TEXT.
begin

Interest Only vs Repayment Mortgage: Which is Best?
The vast majority of homebuyers in the United Kingdom purchase properties using one of two primary mortgage types:
- Interest only mortgages
- Repayment mortgages
Both options have their own unique advantages and disadvantages, but which of the two is more suitable for your preferences and your financial situation?
Repayment Mortgages: An Overview
A repayment mortgage is when the monthly repayments you make gradually clear both the balance of the mortgage and the interest payable.
When the mortgage is arranged, the total interest cost is added to the initial mortgage value – the combined sum of which is then divided by the number of months over which the mortgage will be repaid.
At the end of the agreed repayment period – usually 15 to 30 years – your mortgage is paid off in full and you own your home outright.
Interest Only Mortgages: An Overview
An increasingly popular option for many homebuyers, interest-only mortgages differ in that your monthly repayments only contribute to the interest you owe on the mortgage.
You gradually pay off the interest on your mortgage on a monthly basis, but not the actual mortgage balance itself. This means that at the end of the repayment term, you still owe the lender the full mortgage amount, minus the interest you have repaid.

end

INFORMATION PROVIDED.
begin

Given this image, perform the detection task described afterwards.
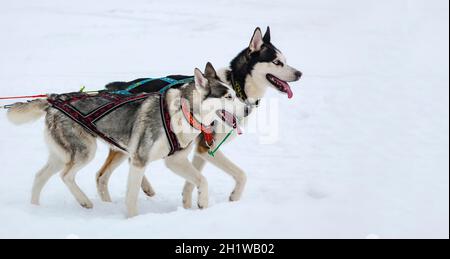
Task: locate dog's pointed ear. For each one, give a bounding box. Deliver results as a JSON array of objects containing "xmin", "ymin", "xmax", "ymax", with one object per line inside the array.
[
  {"xmin": 205, "ymin": 62, "xmax": 217, "ymax": 78},
  {"xmin": 263, "ymin": 26, "xmax": 270, "ymax": 43},
  {"xmin": 194, "ymin": 68, "xmax": 208, "ymax": 89},
  {"xmin": 248, "ymin": 27, "xmax": 264, "ymax": 52}
]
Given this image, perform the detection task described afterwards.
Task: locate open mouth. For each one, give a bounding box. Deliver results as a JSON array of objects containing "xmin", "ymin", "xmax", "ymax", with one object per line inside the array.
[
  {"xmin": 266, "ymin": 74, "xmax": 294, "ymax": 99},
  {"xmin": 217, "ymin": 110, "xmax": 242, "ymax": 135}
]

end

STATED EXERCISE. Could you write the next part of the article comparing interest-only and repayment mortgages, picking up after its final sentence?

THE REPLY.
Subsequently, the borrower needs to repay the mortgage balance to take ownership of their home, which is usually accomplished by one of the following methods:
- Paying off the remaining balance using a different type of mortgage or loan, repaid gradually on a monthly basis
- Using a lump sum to pay off the mortgage balance outright, perhaps with a pension withdrawal or inheritance
After repaying the interest on an interest online mortgage, it is also possible to sell your home and repay the lender using the funds raised.
Which is the More Cost-Effective Option?
Cost-effectiveness varies when considering the two options from a short or long-term perspective. If you were to take out a £160,000 mortgage at an interest rate of 4%, this is how much you would subsequently repay:
- Repayment mortgage – £92,316 Interest – Total Cost £252,316
- Interest only mortgage – £166,175 Interest – Total Cost £326,175
This in turn means that over the course of the loan in its entirety, a repayment mortgage will almost always work out more cost-effective. However, interest-only mortgages bring the benefits of significantly lower initial monthly repayments.
Using the example listed above, monthly repayments on the same £160,000 mortgage would be as follows:
- Interest only mortgage – £533.92 per month
- Repayment mortgage – £841.05 per month
In both instances, various additional borrowing costs such as arrangement fees, valuation fees, legal fees and completion fees also need to be factored in.
Before choosing whether to apply for an interest-only remortgage or a traditional repayment mortgage, it is important to discuss all options available with an independent broker and compare the market in full.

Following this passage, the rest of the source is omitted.